Hamburg. 110 Jahre gibt es den Handwerksbetrieb. Der Senior über Nachwuchs, seine Berufslaufbahn – und warum er die Wärmepumpe kritisch sieht.
- Fritz Schellhorn aus Bergedorf führt einen Handwerksbetrieb mit Tradition.
- Seit 110 Jahren gibt es die Firma, die damals sein Großvater gründete schon.
- In dieser Zeit machte man bereits so einiges mit. Aber vor Habecks neuem Wärmepumpen-Gesetz schüttelt man auch hier den Kopf
Vorsichtig balanciert Fritz Schellhorn das kleine Tablett zum Tisch, darauf stehen eine Zuckerdose und ein Kännchen. Das Kaffeeservice aus versilbertem Messingblech ist etwas Besonderes: Schellhorns Vater bestand damit 1936 seine Meisterprüfung. Ein Familienerbstück, auf das Fritz Schellhorn heute besonders stolz ist. Denn es zeigt: Der Bergedorfer Handwerksbetrieb hat eine lange Tradition.

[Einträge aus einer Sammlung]
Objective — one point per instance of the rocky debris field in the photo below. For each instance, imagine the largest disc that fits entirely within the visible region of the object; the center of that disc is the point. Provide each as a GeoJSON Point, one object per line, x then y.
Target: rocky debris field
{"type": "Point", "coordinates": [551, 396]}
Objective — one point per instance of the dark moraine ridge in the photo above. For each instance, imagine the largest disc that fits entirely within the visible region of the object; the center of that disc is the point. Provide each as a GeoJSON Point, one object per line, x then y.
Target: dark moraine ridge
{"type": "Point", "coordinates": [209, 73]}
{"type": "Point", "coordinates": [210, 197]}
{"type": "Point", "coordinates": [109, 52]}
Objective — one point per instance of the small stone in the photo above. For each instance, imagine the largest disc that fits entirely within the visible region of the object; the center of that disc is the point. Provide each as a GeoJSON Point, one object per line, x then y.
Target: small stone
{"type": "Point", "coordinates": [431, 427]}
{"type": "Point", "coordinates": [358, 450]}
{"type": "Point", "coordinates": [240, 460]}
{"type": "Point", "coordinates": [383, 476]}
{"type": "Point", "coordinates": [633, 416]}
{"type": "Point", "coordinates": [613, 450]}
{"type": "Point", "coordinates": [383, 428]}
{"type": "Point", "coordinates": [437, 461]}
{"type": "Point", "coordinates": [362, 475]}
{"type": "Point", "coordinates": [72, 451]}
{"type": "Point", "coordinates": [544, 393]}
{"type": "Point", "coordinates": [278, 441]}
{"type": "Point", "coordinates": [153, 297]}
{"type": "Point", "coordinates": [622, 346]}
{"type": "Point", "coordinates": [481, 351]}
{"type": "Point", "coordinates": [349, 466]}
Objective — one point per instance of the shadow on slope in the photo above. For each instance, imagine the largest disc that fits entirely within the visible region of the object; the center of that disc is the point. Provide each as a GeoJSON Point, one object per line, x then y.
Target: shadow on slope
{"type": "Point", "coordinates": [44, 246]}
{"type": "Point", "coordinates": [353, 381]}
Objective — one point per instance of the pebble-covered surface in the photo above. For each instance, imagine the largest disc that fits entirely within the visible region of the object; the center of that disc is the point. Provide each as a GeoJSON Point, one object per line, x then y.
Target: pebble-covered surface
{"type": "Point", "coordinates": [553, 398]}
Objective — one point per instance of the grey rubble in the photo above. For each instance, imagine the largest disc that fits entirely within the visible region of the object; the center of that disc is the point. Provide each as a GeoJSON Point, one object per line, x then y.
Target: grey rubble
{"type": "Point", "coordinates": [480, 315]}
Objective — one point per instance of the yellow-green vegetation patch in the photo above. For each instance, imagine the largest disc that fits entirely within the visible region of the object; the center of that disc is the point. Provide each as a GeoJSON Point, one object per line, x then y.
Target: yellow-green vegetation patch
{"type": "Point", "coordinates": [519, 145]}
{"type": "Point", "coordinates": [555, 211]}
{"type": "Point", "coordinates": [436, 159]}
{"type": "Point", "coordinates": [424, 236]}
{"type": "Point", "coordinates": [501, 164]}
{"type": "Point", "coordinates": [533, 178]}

Zu erledigen.
1) Nenne alle Personen, die im Textauszug über den Bergedorfer Handwerksbetrieb erwähnt werden.
2) Gib an, in welchem Jahr Schellhorns Vater laut dem Textauszug über den Bergedorfer Handwerksbetrieb seine Meisterprüfung bestand.
3) Schreibe den Textauszug über den Bergedorfer Handwerksbetrieb nach seinem letzten Satz weiter.

Antworten.
1) Fritz Schellhorn, sein Großvater, sein Vater, Habeck

2) 1936

3)
Seit 110 Jahren gibt es das Unternehmen mit 75 Mitarbeitenden an der Dwarstwiet nun schon. Heute bietet Schellhorn jegliche Dienstleistungen der Gebäudetechnik an: von Badsanierungen über Arbeiten an Dach und Heizungen bis zur Sanitärtechnik. Das Gebäudeenergiegesetz und die Wärmepumpe sieht der Senior kritisch.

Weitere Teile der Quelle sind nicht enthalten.